> **ЧТО СДЕЛАТЬ**:
[1] Перечислите всех, кого, согласно тексту о Шукшине и Горьком, воспевают писатели.
[2] Пожалуйста, подхватите текст о Шукшине и Горьком и допишите его продолжение после последней фразы.

> **ТЕКСТ ДЛЯ ЧТЕНИЯ**:
* * * * *
В последнее время Андрею было не до выпивок, и он с удивлением обнаружил, что брезгует пьяными. Очень уж они глупо ведут себя и говорят всякие несуразные слова.

Микроскоп»)

Шукшин, сказавший: «Нравственность есть правда», – и был пограничником нравственности в ее сугубо народном понимании. Так, из последних сил он удерживал своих героев от люмпенизации. Эта катастрофа свалилась на голову литературы позже, и я не возьму в толк одного: почему писатели, воспевающие лодырей, бомжей, бичей и интеллигентных околачивателей груш не совершают паломничества к могиле своего праотца Максима Горького, певца саботажа и халявы? Совершенно ясно, что, как обычно и случалось в России, горьковская линия на dolce forniente, сладкое безделье, «отравленное алкоголем», как говорил Барон, достигнувший дна, стала генеральной линией развития литературы и возобладала куда вперед жизни. И почему апологеты босячества и командиры новой золотой роты открещиваются, как от чумы, от своего учителя, можно объяснить только хамской неблагодарностью и «относительной малокультурностью» учеников.
* * * * *
> **ИСХОДНЫЕ МАТЕРИАЛЫ**:
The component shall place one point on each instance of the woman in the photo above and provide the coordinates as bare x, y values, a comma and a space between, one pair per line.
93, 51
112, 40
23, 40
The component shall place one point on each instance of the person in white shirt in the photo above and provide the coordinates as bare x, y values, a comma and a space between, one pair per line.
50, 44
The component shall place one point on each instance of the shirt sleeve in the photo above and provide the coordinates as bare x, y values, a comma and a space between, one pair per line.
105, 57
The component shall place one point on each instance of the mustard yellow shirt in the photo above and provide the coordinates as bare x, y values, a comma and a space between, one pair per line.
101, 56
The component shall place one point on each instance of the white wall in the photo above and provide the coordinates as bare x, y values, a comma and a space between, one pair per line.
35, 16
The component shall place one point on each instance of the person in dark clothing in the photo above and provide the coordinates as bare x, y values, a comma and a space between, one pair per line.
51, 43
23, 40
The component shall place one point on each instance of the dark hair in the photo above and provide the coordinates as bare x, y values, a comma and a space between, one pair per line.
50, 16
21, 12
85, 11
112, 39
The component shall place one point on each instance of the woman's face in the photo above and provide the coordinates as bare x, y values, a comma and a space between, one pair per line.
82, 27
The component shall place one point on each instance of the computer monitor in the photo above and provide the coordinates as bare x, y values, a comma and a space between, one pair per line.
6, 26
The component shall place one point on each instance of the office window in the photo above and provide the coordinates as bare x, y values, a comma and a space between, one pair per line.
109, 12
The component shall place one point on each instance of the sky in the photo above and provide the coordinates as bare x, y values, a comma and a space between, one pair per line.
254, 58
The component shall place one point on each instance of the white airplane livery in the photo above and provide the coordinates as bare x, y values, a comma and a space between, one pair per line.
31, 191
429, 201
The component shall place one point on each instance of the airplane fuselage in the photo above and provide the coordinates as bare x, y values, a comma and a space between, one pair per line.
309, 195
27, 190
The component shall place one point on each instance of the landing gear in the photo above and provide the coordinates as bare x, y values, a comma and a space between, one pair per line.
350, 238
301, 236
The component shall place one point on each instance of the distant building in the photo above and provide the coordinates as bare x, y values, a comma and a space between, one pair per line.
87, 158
* * * * *
> **ОТВЕТЫ**:
[1] Лодырей, бомжей, бичей и интеллигентных околачивателей груш.

[2]
Кипучее безделье иных персонажей Шукшина вполне традиционно, но и традиционно же обыронизировано. Его герои трудятся, даже если труд состоит в изобретении вечного двигателя. В то же время шукшинские работяги, худо-бедно еще везущие воз государственного капитализма, уже инфицированы эпохой великого ханжества, в которой изволят проживать. Оханжествление народного организма происходит на фоне все той же фобии. Спивающиеся мужики пугают друг друга «зеленым змием» в терминах примитивной антиалкогольной пропаганды, и отчуждая порок, и обманывая самих себя:

– Вы меня хоть раз сильно пьяным видели?

– Так это всегда так начинается! – вместе воскликнули председатель, бухгалтерша, девушка-агроном и бригадир Наум Саранцев, сам большой любитель «пополоскать зубки». – Всегда же начинается с малого!

Залетный»)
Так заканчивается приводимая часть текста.